* [Passage to read]:
........
Mail solutions to: progchallenge@mactech.com
Due Date: 11:59pm ET, Saturday, 1 January 2000

Welcome to the New Year! If you’re not one of those people who quibble about whether the new century starts in 2000 or 2001, welcome also to a new century and a new millennium! As I write this, I can’t be certain whether the doomsday predictions will turn out to have had any validity, but I’m betting that as you read this, the lights will be on, the telephones will work, the ATMs might be occasionally short of cash, the grocery stores will be replenishing their canned goods, and the pundits will be questioning what the fuss was all about. (At least this is my prediction for the so-called First World — I’m not close enough to the situation in the rest of the world to be as confident.) Of course, as someone whose Real Job included making certain that this transition to January was as boring as any other, I know that there was a lot of hard work invested in ensuring that life went on in the IT world.

But I’m betting that most of you are ready and able to take on this month’s Programmer’s Challenge. Especially since most of you are presumably Mac users, who didn’t (or don’t) have to go through the complicated process of remediating their Monopoly-OS machine so that it would continue to function. We’re going to make the Challenge a little simpler this month, in hopes of encouraging some new participants to take a shot at making the Top Five.

A while back my daughter presented me with a puzzle she had made in wood-shop. (Yes, my town has progressed to the point where the girls take wood-shop and metallurgy classes and the boys take cooking and sewing.) The puzzle is a triangular block of wood with holes drilled into a triangular pattern: 1 hole in the first row, 2 holes in the second, etc. A peg occupies each of the holes, except one. The puzzle is solved by a sequence of jump moves, where a peg jumps over an adjacent peg into an open hole in the same direction, after which the jumped peg is removed from the board. The object of the game is to remove all of the pegs from the board, except one.
........
* [Source material]:
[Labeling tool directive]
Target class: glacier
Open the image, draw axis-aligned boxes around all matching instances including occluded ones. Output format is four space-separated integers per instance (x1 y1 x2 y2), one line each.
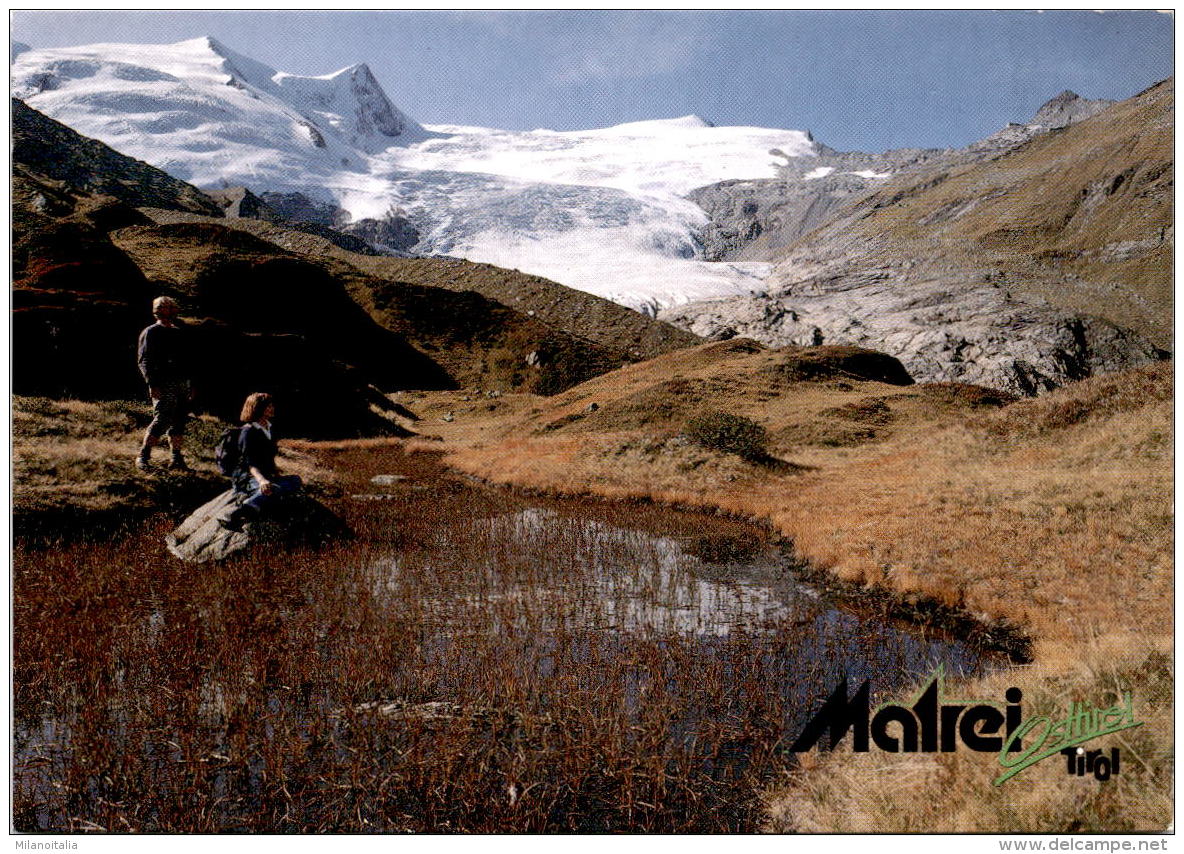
11 37 838 314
........
* [The task]: Carry on the programming-challenge column about the triangular peg puzzle, starting right after its final sentence.

* [Response to this exercise]:
Our Challenge will be a slight generalization of this puzzle. The initial board position will always contain at least one vacant hole, but perhaps more than one. The object will be to minimize the number of pegs remaining on the board at the end of the game, but because of the initial configuration it might not be possible to reduce the number of pegs remaining to one.

The prototype for the code you should write is:

#if defined(__cplusplus)
extern "C" {
#endif

typedef struct TrianglePegPosition {
  short row;  /* 0..numberOfRows-1 */
  short col;  /* -row, -row+2, ..., +row */
} TrianglePegPosition;

typedef struct PegJump {
  TrianglePegPosition from;
  TrianglePegPosition to;
      // must satisfy
      //    (((to.row == from.row) && (to.col == from.col +- 4) && 
      //      ((from.row, from.col +-2) occupied))  ||
      //     ((to.row == from.row +- 2) && (to.col == from.col +- 2) &&      //      ((from.row +- 1, from.col +-1) occupied)) )
} PegJump;

short /* number of moves */ SolvePegTriangle (
  short triangleSize,    /* number of rows in triangle to solve */
  short numInitialPegs,  /* number of pegs in starting puzzle position */
  TrianglePegPosition initialPegPositions[],
        /* peg locations in starting puzzle position */
  PegJump pegJumps[]
        /* return peg moves that solve the puzzle here, in sequence */
);

#if defined(__cplusplus)
}
#endif
Your SolvePegTriangle routine is provided with the initial puzzle conditions and must store the moves required to solve the puzzle in pegJumps, returning from SolvePegTriangle the number of moves in pegJumps. As initial conditions, SolvePegTriangle is given the dimension of the puzzle (triangleSize), the number of pegs in the initial puzzle state (numInitialPegs), and the position of those initial pegs.

The winner will be the solution that solves a sequence of puzzles at the lowest cost. Each millisecond of execution time used to solve the puzzles will incur a cost of 1 point. Each peg left on the board beyond the first will incur a cost of 1000 points (whether or not it is possible to remove all but one peg from the board).

This will be a native PowerPC Challenge, using the CodeWarrior Pro 5 environment. Solutions may be coded in C, C++, or Pascal. Solutions in Java will also be accepted this month. Java entries must be accompanied by a test driver that uses the interface provided in the problem statement.

Test code for this Challenge is available.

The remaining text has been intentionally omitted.